- [Detection annotation records]:
↓

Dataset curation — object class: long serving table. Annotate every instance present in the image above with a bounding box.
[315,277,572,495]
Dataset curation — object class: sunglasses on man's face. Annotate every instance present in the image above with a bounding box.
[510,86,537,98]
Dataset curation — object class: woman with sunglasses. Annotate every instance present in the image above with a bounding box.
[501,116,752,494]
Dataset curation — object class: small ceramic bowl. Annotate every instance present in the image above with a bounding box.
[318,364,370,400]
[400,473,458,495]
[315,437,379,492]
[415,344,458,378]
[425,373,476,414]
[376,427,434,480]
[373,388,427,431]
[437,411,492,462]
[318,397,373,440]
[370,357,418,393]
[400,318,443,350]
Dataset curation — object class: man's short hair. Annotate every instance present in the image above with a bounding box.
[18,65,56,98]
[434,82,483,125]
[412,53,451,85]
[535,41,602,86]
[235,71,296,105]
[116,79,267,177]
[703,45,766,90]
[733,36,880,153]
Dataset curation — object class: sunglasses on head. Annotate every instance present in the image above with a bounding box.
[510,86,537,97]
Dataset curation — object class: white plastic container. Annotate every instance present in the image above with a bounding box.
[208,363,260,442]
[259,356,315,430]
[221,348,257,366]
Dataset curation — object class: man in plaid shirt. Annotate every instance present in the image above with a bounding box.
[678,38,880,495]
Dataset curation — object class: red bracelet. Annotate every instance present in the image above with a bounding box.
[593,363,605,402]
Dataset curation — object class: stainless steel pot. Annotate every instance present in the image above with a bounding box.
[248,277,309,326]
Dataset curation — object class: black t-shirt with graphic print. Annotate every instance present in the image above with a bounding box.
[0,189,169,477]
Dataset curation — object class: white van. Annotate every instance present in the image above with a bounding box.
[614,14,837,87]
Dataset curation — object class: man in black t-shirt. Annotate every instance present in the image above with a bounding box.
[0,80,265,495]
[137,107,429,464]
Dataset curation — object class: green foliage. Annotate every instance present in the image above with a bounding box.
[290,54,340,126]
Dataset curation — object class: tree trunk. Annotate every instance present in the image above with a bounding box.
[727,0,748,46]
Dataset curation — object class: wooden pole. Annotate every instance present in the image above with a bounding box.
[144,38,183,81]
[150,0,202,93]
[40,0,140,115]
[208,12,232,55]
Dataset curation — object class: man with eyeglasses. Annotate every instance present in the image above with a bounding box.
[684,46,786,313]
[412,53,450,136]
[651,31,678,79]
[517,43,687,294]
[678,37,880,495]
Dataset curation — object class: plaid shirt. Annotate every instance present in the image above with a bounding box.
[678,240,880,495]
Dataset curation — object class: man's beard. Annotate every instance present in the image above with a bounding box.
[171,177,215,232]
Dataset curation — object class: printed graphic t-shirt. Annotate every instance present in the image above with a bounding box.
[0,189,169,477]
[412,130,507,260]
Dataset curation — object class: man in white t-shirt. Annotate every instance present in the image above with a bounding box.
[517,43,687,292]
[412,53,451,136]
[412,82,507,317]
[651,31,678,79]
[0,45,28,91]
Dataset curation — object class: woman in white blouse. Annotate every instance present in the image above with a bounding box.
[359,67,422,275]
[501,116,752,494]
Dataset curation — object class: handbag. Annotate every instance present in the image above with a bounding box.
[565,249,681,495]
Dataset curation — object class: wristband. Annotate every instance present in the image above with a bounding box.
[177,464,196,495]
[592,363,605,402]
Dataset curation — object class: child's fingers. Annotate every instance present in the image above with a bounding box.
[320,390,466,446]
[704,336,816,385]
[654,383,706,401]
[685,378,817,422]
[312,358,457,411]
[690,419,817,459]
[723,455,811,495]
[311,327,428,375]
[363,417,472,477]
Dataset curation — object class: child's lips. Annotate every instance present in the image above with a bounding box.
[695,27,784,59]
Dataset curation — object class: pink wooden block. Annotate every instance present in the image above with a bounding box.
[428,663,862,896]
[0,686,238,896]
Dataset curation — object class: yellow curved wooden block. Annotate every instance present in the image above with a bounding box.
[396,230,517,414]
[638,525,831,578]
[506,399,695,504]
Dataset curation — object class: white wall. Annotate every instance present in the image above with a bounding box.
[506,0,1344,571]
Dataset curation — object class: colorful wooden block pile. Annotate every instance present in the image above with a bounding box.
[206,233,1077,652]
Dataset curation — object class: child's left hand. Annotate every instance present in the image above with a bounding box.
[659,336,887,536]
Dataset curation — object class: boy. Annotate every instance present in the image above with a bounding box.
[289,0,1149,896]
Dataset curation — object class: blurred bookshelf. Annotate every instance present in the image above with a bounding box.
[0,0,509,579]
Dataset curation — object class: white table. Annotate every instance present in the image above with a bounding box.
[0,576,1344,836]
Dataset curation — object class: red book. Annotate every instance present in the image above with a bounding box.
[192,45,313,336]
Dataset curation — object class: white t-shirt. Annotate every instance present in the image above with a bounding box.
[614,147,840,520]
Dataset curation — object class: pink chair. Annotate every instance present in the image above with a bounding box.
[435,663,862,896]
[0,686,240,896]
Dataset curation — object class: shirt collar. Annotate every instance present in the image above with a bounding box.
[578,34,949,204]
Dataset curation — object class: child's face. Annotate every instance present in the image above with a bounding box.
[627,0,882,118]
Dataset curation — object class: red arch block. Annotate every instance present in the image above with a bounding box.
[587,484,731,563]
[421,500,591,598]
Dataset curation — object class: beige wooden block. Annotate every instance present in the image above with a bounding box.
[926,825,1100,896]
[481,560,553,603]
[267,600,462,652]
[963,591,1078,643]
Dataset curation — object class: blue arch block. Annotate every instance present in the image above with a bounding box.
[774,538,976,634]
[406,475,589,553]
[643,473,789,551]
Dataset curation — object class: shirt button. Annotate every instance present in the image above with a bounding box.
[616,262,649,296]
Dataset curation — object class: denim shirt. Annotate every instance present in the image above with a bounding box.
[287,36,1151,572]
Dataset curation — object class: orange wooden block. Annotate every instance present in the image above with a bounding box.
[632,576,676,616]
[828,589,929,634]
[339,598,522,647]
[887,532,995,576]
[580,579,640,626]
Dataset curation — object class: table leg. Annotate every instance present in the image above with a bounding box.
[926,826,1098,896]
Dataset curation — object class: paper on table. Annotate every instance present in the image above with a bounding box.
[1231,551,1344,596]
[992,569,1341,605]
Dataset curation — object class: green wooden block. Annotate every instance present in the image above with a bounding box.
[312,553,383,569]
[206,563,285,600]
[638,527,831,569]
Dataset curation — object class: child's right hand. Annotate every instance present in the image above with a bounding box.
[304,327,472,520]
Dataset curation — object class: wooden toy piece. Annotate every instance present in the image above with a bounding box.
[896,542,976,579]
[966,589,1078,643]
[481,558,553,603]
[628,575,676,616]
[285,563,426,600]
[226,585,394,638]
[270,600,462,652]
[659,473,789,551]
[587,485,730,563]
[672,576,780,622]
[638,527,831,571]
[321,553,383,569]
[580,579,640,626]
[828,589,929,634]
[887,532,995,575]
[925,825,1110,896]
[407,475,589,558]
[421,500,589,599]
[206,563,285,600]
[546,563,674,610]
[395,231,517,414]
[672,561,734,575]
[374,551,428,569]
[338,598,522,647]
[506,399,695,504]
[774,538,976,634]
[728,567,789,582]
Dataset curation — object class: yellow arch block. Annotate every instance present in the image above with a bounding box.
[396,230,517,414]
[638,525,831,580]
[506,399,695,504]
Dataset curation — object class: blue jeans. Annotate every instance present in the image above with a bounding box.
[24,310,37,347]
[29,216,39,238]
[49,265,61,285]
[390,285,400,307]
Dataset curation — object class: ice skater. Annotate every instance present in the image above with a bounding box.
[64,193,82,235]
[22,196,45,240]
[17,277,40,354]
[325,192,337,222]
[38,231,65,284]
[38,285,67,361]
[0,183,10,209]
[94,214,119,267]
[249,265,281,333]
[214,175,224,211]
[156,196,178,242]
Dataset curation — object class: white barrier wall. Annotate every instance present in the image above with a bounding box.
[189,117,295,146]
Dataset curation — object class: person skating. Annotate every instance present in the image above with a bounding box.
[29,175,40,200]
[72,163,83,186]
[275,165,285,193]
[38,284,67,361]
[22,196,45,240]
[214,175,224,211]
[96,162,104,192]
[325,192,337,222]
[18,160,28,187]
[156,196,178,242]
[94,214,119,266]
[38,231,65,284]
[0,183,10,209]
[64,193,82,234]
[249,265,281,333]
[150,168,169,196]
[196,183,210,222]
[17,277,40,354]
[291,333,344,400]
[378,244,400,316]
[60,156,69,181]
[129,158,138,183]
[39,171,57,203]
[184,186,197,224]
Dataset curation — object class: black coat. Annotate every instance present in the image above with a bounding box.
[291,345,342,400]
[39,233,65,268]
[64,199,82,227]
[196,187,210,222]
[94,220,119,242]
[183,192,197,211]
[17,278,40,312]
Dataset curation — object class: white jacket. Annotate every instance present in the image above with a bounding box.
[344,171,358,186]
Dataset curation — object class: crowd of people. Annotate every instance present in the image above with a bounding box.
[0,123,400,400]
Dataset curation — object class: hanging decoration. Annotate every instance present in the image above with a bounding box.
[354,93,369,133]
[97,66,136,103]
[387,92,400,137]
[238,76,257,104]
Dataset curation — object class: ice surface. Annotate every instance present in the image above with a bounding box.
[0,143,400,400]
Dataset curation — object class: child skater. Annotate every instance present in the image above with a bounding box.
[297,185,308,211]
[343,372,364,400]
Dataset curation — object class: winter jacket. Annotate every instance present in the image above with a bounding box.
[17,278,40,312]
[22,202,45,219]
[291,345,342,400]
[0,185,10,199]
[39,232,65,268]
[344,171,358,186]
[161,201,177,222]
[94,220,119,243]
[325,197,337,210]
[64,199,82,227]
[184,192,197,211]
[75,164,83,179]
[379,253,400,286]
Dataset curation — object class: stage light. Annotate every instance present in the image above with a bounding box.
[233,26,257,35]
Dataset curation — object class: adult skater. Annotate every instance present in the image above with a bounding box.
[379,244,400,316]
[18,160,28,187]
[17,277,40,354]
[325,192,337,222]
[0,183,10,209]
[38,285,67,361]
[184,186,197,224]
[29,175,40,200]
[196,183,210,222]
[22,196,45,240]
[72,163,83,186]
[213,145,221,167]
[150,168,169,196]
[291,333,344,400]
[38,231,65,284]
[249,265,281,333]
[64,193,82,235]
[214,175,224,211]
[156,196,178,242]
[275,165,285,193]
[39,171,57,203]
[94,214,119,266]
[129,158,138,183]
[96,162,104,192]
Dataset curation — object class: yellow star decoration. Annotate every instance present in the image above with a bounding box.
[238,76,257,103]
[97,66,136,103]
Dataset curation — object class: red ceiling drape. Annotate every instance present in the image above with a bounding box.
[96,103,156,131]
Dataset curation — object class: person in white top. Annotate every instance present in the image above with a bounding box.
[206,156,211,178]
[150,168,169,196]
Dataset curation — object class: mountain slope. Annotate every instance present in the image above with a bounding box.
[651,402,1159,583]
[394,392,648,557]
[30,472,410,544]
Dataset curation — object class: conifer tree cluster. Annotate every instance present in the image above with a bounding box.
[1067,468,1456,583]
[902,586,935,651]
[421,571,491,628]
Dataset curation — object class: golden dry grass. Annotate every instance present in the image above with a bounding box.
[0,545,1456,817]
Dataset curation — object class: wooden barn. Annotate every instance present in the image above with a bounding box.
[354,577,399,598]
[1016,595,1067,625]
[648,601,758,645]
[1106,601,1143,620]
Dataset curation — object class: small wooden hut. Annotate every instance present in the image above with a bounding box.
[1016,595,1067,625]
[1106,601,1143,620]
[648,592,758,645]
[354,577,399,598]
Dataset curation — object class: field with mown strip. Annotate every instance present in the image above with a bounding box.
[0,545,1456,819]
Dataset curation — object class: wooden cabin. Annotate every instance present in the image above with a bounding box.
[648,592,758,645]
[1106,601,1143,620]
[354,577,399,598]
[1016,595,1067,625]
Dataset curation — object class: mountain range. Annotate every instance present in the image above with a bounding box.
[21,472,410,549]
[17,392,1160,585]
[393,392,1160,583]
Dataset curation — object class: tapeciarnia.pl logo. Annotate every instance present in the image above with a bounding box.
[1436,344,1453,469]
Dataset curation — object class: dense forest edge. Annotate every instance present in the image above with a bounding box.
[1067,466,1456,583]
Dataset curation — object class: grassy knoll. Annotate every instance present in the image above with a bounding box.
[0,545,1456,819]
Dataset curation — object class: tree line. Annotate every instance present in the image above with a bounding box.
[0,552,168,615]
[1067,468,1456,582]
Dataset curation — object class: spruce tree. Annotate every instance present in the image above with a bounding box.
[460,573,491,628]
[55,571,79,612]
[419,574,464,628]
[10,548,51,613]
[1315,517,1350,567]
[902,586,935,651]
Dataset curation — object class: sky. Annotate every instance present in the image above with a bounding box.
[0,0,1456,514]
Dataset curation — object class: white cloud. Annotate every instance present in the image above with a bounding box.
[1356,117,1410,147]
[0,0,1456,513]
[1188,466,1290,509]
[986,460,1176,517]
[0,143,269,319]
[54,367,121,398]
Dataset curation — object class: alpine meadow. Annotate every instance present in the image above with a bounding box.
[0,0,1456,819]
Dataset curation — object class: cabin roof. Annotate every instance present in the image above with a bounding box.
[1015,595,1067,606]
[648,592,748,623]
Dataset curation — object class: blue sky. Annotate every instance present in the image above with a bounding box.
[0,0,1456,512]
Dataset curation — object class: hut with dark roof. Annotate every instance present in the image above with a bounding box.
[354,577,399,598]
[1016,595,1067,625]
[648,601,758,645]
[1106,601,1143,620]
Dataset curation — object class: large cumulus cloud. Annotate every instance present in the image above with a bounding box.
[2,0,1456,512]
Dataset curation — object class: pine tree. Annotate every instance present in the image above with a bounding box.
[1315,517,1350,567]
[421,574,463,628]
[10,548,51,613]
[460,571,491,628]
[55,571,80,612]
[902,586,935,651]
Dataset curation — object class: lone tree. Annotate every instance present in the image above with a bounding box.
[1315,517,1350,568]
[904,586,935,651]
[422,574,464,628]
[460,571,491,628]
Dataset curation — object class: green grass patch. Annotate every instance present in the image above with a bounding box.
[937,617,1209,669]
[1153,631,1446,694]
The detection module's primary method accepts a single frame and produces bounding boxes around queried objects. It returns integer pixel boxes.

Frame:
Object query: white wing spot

↑

Please copy the lines of the records above exactly, starting with the line that contains "Dataset curation — object class: child's left" and going on through the line that contains "[614,147,840,520]", both included.

Dataset curation — object class: child's left hand. Annotate every instance present in the image above with a bounding box.
[659,336,887,536]
Dataset curation — object class: boy. Annotate every instance present in the image above with a bounding box.
[289,0,1149,896]
Dataset curation — object class: blurred bookshelf. Annotate every instance present in the image above with a bounding box.
[0,0,509,579]
Dataset curation — object class: white table. Annotate every instance present in the image above with a bounding box.
[0,576,1344,836]
Dataset curation — object class: red book. Annotate every instance present in the image above with a bounding box.
[192,45,313,336]
Dataset curation — object class: white t-shirt. Annotate every instance present in the image above with a bounding box.
[614,147,840,520]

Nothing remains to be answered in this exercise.